» **Stored data**:
=-=-=-=-=
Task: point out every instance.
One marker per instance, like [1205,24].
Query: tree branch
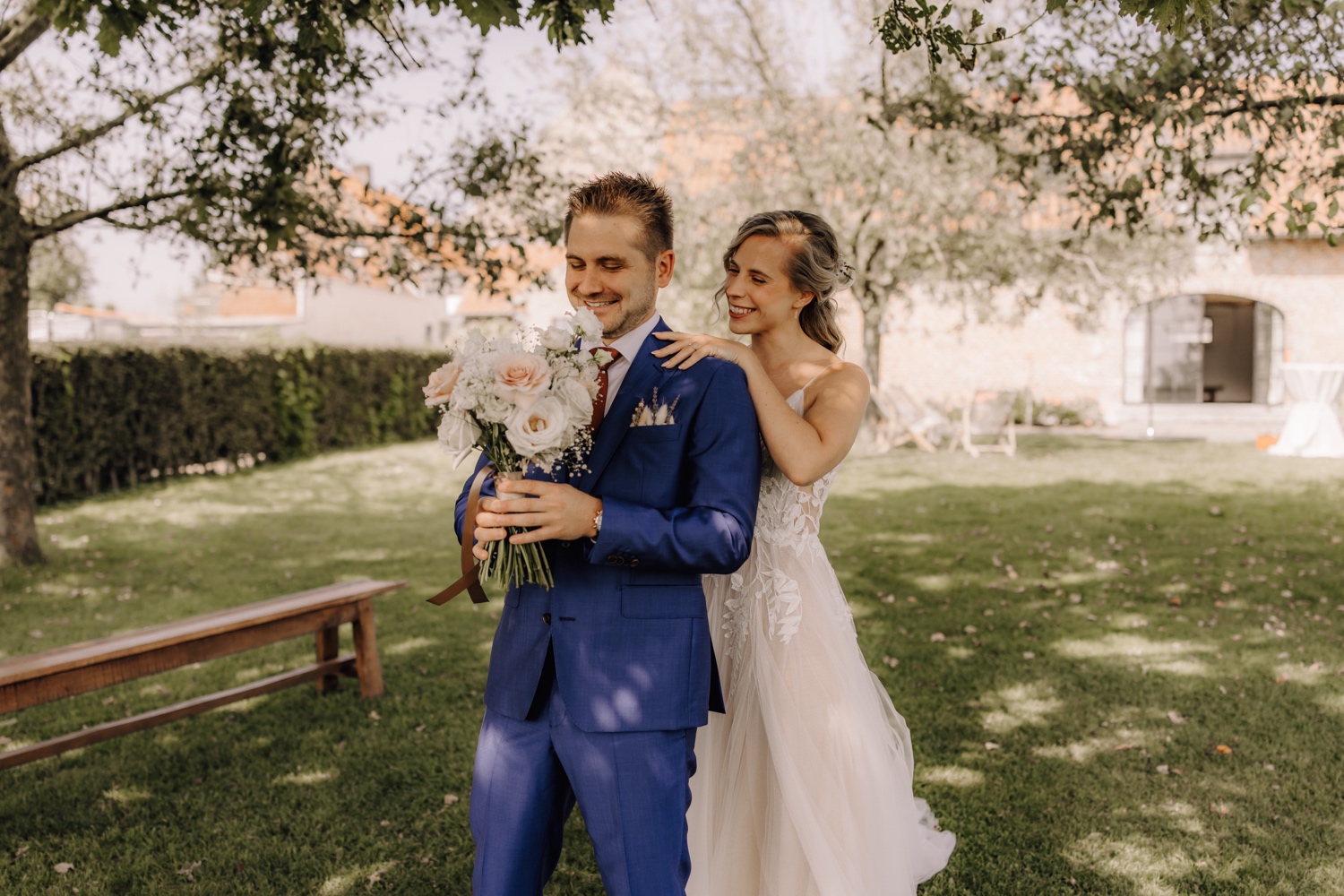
[19,32]
[72,218]
[86,136]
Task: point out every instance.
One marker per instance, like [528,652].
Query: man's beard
[634,311]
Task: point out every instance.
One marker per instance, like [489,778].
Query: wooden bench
[78,668]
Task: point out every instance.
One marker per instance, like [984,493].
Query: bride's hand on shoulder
[685,349]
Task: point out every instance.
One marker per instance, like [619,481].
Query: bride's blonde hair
[814,266]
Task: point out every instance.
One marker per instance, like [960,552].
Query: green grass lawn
[1121,665]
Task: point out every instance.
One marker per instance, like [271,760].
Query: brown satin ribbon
[470,581]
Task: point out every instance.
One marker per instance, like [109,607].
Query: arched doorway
[1204,349]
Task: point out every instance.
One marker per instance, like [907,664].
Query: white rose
[575,397]
[521,376]
[457,433]
[558,339]
[537,429]
[441,383]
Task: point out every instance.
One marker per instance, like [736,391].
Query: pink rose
[521,378]
[441,383]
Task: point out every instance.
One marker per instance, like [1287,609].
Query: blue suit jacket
[626,616]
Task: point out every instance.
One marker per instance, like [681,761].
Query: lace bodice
[785,549]
[789,514]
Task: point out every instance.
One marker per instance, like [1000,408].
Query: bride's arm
[804,447]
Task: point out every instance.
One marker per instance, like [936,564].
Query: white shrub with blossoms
[524,401]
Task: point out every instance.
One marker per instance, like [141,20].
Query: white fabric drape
[804,786]
[1312,429]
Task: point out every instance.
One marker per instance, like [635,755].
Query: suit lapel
[640,381]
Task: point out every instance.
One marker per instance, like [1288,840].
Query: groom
[596,688]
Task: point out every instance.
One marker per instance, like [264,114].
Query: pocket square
[652,413]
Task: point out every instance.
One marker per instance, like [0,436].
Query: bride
[804,786]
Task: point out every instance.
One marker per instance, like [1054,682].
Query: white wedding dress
[804,786]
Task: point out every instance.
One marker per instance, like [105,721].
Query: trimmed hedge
[108,418]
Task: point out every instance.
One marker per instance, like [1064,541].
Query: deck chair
[905,421]
[989,416]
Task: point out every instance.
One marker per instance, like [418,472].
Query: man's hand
[556,511]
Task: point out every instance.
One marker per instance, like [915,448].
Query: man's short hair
[629,195]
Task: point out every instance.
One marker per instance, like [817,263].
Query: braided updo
[814,266]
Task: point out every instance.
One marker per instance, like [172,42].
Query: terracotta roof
[61,308]
[257,301]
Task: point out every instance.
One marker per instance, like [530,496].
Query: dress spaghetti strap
[830,367]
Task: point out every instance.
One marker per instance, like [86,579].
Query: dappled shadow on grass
[1112,689]
[290,793]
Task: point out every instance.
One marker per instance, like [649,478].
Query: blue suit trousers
[529,775]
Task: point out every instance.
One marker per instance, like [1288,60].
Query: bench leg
[366,651]
[328,645]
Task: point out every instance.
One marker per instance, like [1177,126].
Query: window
[1188,349]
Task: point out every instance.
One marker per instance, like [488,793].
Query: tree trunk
[18,460]
[873,314]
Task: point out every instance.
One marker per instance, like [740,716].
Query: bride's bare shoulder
[841,378]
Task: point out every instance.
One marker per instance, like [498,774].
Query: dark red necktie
[605,358]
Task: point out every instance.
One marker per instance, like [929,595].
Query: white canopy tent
[1312,427]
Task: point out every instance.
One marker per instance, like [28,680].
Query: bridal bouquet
[524,401]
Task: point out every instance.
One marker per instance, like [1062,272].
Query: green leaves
[1225,131]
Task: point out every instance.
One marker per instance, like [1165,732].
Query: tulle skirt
[804,786]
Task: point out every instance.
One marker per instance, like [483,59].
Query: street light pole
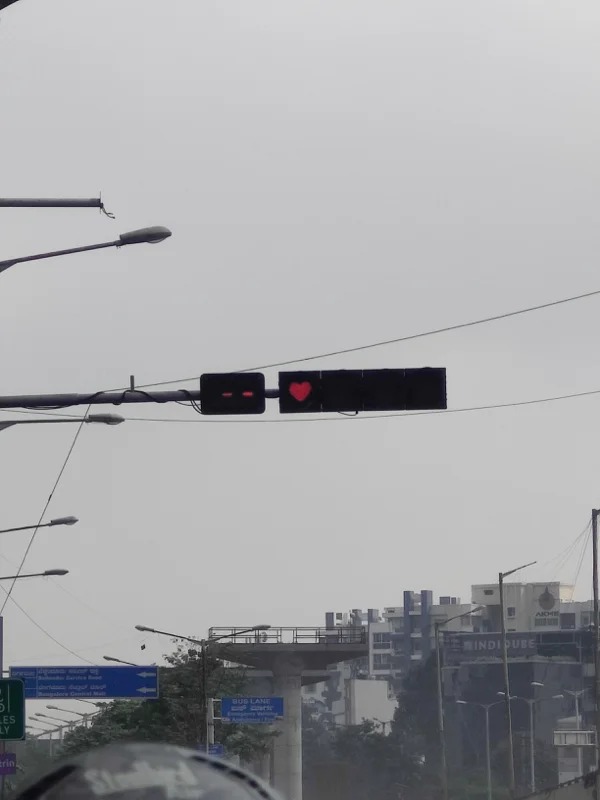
[440,700]
[120,661]
[531,701]
[207,702]
[511,748]
[576,695]
[488,757]
[46,574]
[595,513]
[104,419]
[152,235]
[54,202]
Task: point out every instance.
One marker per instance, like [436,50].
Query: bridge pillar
[287,745]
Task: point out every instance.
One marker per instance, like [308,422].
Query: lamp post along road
[208,702]
[440,700]
[488,759]
[51,524]
[511,746]
[104,419]
[153,235]
[576,696]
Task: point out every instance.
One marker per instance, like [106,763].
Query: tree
[178,716]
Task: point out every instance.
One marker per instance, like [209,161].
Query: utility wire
[46,633]
[397,340]
[42,515]
[580,562]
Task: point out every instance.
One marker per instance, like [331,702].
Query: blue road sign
[95,683]
[249,710]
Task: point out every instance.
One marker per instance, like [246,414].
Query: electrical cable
[581,558]
[562,558]
[46,633]
[397,340]
[48,501]
[300,418]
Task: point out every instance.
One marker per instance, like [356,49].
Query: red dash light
[232,393]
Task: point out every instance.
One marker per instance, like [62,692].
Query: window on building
[382,661]
[382,641]
[567,622]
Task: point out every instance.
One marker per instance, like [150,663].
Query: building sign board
[466,647]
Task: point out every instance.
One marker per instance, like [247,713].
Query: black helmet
[144,771]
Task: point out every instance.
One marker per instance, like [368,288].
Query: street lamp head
[105,419]
[152,235]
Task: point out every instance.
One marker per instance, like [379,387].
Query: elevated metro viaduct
[289,658]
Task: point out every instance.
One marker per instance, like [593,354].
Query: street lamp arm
[152,235]
[55,253]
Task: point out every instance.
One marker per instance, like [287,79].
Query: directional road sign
[8,763]
[88,682]
[12,710]
[249,710]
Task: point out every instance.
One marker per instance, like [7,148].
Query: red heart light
[300,391]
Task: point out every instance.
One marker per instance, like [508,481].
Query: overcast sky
[334,173]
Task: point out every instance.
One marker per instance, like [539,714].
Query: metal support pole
[596,644]
[210,723]
[443,760]
[511,752]
[488,758]
[531,704]
[205,698]
[578,727]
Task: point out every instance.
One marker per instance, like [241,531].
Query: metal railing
[338,635]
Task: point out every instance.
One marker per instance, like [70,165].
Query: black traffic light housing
[362,390]
[232,393]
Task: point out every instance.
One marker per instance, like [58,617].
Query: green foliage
[178,717]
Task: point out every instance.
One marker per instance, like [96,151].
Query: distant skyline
[334,174]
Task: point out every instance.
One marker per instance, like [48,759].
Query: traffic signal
[362,390]
[232,393]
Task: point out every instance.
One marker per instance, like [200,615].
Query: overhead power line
[397,340]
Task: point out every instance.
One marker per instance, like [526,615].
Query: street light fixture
[511,747]
[152,235]
[51,524]
[120,661]
[204,645]
[103,419]
[438,661]
[46,574]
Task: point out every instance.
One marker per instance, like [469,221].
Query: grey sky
[334,173]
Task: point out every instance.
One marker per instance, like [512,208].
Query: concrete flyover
[290,657]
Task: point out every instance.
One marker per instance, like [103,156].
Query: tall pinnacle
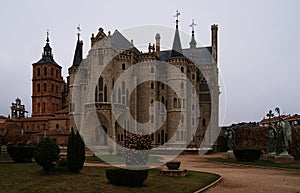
[176,49]
[47,49]
[78,51]
[193,42]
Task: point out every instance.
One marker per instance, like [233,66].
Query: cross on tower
[79,30]
[177,15]
[270,115]
[193,25]
[47,40]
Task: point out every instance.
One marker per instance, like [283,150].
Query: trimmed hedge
[47,154]
[125,177]
[247,155]
[21,154]
[76,152]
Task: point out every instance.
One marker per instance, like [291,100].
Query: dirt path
[242,179]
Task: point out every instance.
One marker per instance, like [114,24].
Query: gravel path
[242,179]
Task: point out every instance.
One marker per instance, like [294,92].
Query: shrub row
[126,177]
[21,154]
[247,155]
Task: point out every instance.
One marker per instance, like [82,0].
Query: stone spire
[47,49]
[78,51]
[176,49]
[193,42]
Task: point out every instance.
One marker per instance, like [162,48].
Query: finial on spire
[193,26]
[177,15]
[47,40]
[79,30]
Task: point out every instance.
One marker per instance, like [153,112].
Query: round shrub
[21,154]
[125,177]
[76,152]
[47,154]
[247,155]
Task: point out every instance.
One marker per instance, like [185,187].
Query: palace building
[105,95]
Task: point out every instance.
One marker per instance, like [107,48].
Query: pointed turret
[176,49]
[78,52]
[47,55]
[193,42]
[47,49]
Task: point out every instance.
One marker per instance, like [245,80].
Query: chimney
[214,42]
[157,38]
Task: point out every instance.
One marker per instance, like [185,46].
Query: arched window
[45,71]
[181,136]
[177,135]
[152,70]
[100,83]
[158,138]
[105,93]
[96,94]
[39,108]
[119,95]
[43,107]
[152,85]
[100,97]
[152,119]
[163,103]
[203,122]
[127,97]
[100,135]
[123,87]
[123,100]
[174,102]
[162,136]
[38,87]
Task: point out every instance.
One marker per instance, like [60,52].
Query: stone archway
[100,136]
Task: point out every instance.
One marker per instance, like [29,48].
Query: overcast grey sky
[258,44]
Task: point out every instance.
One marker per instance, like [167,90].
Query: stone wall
[256,137]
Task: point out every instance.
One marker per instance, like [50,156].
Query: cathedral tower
[47,84]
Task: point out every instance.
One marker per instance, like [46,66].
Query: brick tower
[47,84]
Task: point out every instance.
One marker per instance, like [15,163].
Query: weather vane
[47,35]
[79,30]
[193,25]
[177,15]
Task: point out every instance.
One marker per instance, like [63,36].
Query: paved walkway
[243,179]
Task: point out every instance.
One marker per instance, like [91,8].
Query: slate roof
[121,42]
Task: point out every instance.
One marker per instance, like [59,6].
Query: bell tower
[47,84]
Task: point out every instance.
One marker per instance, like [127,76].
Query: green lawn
[18,177]
[118,159]
[5,157]
[295,165]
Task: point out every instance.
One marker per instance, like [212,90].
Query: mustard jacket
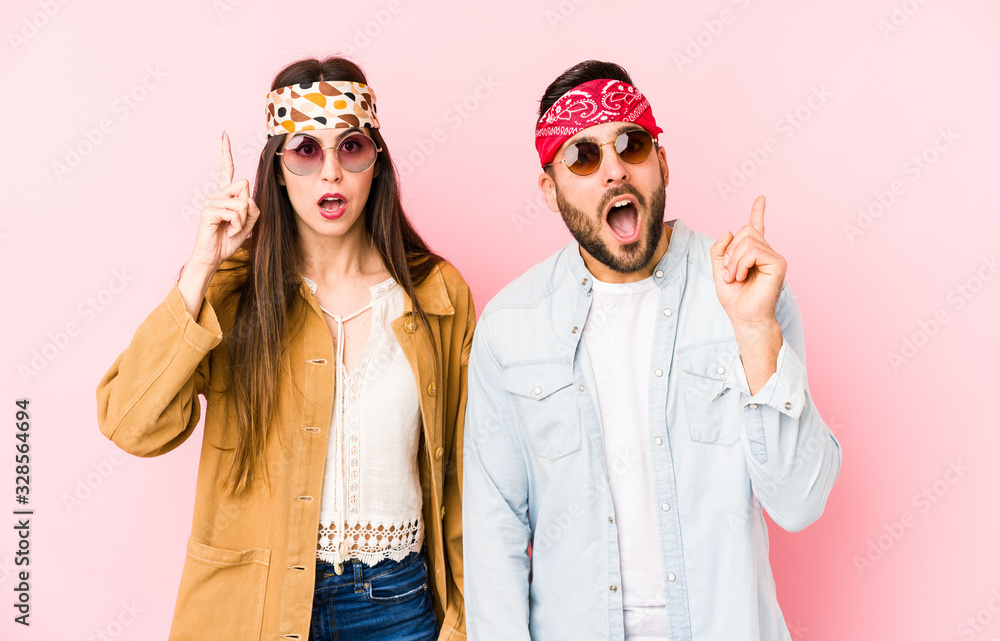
[250,567]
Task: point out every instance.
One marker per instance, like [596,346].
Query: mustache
[621,190]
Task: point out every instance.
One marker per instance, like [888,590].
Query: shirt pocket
[544,399]
[221,595]
[712,410]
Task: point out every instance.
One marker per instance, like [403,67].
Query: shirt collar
[677,249]
[432,294]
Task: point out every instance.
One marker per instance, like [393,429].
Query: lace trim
[372,541]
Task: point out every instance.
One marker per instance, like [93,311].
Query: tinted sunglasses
[303,154]
[584,157]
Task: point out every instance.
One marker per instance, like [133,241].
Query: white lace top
[371,499]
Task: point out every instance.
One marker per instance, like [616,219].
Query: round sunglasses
[584,157]
[303,154]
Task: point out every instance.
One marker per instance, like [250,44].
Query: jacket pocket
[544,398]
[221,595]
[712,409]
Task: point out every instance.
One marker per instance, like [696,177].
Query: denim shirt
[535,469]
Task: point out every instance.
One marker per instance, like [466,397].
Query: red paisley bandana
[592,103]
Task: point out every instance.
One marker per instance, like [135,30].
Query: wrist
[757,332]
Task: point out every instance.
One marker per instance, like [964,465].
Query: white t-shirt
[371,486]
[619,336]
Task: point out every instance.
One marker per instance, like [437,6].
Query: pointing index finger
[226,171]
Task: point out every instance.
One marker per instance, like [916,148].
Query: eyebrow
[625,127]
[340,136]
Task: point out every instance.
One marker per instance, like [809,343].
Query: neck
[604,273]
[330,258]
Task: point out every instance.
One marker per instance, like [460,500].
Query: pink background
=-=-=-=-=
Report every line of the entries above that contains the word "street", matching case exactly.

Query: street light pole
Query: street lamp head
Query: street lamp arm
Query: street light fixture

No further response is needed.